* [Records shown]:
§ §
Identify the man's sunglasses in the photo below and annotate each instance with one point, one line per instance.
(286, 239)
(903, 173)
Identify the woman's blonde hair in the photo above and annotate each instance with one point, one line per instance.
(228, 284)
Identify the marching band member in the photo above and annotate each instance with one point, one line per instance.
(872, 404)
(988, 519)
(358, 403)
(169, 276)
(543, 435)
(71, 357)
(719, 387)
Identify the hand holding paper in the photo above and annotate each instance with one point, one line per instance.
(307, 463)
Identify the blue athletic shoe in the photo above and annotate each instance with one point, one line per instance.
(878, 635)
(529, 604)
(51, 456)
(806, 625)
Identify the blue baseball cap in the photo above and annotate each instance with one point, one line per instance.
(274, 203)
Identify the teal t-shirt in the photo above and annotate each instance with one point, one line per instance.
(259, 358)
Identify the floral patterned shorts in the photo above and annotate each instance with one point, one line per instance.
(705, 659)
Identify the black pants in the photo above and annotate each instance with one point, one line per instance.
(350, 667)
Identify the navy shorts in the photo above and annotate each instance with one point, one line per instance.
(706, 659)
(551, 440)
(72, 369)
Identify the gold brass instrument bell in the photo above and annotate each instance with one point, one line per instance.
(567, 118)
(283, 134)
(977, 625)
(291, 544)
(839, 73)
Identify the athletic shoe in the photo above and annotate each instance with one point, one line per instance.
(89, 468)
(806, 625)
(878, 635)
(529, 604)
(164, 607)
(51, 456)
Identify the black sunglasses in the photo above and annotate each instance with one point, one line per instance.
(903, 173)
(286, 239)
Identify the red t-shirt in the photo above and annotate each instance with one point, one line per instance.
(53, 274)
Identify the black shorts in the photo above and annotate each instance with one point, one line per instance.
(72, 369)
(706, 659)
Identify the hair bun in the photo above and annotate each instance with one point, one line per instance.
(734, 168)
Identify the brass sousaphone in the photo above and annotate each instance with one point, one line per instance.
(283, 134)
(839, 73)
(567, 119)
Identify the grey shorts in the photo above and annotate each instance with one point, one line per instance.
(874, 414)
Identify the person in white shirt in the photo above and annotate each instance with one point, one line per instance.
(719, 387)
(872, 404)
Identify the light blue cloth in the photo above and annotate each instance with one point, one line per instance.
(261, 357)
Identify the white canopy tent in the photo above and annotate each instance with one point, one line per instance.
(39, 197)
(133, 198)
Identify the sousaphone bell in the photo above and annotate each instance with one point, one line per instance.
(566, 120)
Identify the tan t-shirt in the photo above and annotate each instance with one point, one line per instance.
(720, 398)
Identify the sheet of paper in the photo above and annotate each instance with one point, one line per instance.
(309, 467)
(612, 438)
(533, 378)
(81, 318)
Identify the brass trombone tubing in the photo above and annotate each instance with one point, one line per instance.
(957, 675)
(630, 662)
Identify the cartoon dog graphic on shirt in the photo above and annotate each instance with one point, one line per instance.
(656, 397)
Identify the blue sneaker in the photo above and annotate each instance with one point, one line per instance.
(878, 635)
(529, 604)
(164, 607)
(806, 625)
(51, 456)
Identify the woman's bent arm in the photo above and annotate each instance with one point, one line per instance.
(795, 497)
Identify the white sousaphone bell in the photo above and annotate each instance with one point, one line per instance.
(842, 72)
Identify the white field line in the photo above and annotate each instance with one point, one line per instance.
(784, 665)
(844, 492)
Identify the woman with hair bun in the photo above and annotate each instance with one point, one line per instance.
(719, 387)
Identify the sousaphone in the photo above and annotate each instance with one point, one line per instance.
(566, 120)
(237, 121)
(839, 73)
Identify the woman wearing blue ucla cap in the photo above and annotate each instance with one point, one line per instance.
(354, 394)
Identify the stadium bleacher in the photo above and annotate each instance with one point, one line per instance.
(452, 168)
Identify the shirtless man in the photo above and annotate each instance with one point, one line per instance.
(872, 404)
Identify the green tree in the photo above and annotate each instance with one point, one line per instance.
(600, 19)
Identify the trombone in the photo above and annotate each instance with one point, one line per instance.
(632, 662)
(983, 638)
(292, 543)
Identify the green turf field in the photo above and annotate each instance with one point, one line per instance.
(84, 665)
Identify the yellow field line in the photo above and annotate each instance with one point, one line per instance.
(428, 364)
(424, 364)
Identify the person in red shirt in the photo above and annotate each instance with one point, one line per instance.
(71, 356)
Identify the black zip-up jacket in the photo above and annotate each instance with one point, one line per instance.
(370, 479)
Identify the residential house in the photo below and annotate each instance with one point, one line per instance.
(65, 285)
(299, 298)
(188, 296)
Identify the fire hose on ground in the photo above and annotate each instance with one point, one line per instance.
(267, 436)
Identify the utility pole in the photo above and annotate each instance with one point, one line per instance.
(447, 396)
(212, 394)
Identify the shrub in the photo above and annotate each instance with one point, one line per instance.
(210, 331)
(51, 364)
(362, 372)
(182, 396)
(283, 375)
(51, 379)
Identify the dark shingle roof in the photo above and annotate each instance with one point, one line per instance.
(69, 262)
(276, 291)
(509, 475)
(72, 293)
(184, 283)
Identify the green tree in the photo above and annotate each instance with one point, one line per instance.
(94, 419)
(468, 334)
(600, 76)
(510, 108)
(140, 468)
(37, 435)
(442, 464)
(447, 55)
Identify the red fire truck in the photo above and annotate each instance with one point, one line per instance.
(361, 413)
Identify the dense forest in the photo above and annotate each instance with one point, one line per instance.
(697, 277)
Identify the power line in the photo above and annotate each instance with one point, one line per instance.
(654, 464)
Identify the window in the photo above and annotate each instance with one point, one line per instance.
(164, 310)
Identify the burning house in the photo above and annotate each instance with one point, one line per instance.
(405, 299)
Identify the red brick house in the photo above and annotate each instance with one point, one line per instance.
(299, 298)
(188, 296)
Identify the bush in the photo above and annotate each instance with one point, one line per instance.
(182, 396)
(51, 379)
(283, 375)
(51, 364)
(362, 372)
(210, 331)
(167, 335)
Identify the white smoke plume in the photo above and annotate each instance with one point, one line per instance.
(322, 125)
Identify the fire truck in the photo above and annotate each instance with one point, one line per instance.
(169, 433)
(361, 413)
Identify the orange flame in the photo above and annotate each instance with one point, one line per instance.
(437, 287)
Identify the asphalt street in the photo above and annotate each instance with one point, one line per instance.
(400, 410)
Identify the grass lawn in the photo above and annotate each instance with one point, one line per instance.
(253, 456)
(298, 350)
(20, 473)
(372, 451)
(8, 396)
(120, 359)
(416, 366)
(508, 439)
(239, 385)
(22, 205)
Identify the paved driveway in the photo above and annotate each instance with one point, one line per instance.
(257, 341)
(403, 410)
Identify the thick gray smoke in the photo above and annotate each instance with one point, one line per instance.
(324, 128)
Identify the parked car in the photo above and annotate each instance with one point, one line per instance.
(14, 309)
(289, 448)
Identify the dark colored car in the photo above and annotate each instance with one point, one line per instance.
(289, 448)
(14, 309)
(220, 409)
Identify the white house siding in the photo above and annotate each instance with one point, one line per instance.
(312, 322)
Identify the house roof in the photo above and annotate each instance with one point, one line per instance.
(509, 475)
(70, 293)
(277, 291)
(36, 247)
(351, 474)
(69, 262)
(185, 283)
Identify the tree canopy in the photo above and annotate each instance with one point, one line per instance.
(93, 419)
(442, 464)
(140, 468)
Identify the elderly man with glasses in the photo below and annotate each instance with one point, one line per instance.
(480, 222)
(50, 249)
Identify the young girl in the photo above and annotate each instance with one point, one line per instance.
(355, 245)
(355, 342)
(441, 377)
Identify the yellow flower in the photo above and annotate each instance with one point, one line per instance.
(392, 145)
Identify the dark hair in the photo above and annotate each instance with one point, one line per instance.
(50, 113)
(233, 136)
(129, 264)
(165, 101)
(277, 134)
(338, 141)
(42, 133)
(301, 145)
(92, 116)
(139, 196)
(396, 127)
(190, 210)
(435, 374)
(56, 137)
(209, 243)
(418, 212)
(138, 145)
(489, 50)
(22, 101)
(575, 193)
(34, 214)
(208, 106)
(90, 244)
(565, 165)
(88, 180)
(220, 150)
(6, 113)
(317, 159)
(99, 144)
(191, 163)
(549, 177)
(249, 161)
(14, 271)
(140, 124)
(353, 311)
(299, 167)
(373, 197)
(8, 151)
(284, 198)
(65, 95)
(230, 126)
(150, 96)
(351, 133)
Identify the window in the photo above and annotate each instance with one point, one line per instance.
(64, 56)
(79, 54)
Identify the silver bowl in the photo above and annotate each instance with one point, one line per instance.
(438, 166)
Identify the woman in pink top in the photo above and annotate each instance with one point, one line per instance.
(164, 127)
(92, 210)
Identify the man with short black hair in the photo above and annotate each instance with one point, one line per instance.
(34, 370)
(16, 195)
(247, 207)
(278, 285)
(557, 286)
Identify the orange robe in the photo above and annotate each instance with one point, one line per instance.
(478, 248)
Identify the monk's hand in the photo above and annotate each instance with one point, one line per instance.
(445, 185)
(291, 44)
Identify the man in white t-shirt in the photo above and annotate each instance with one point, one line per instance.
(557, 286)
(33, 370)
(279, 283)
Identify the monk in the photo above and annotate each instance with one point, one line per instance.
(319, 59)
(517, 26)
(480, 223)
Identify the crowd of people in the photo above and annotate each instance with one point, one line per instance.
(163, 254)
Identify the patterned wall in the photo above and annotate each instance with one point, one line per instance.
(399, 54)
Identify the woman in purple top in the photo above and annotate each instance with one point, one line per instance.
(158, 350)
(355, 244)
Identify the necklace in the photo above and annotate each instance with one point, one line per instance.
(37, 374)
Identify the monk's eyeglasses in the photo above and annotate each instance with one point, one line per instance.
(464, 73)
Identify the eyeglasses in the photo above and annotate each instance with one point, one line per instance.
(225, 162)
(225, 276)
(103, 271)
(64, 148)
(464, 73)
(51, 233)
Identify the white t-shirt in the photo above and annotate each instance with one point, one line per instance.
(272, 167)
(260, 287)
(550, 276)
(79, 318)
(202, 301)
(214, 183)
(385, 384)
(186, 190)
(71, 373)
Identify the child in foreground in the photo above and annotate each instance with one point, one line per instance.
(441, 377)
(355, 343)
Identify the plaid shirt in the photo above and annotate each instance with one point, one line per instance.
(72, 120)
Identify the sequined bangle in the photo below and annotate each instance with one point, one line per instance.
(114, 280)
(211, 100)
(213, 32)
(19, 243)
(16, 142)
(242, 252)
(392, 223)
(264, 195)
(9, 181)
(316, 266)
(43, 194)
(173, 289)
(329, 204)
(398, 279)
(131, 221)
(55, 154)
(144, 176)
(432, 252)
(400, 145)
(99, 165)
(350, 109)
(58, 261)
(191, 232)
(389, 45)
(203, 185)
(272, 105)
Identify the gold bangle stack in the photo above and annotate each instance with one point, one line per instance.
§ §
* [Exercise description]: Edit the entries starting at the line containing "Identify the sequined" and ending at the last line of the entries, replacing "annotate" with "mark" throughout and leaving everything else unchanged. Output only those lines.

* [Written answer]:
Identify the sequined bangle in the photo below and mark each instance with one point, one line per instance.
(114, 280)
(211, 100)
(213, 32)
(19, 243)
(16, 142)
(242, 252)
(392, 223)
(264, 195)
(9, 181)
(316, 266)
(43, 194)
(173, 289)
(329, 204)
(398, 279)
(131, 221)
(55, 154)
(144, 176)
(432, 252)
(400, 145)
(99, 165)
(350, 109)
(58, 261)
(191, 232)
(389, 45)
(203, 185)
(272, 105)
Identify the gold bangle stack in the photo above and mark each instance with one point, one line per instance.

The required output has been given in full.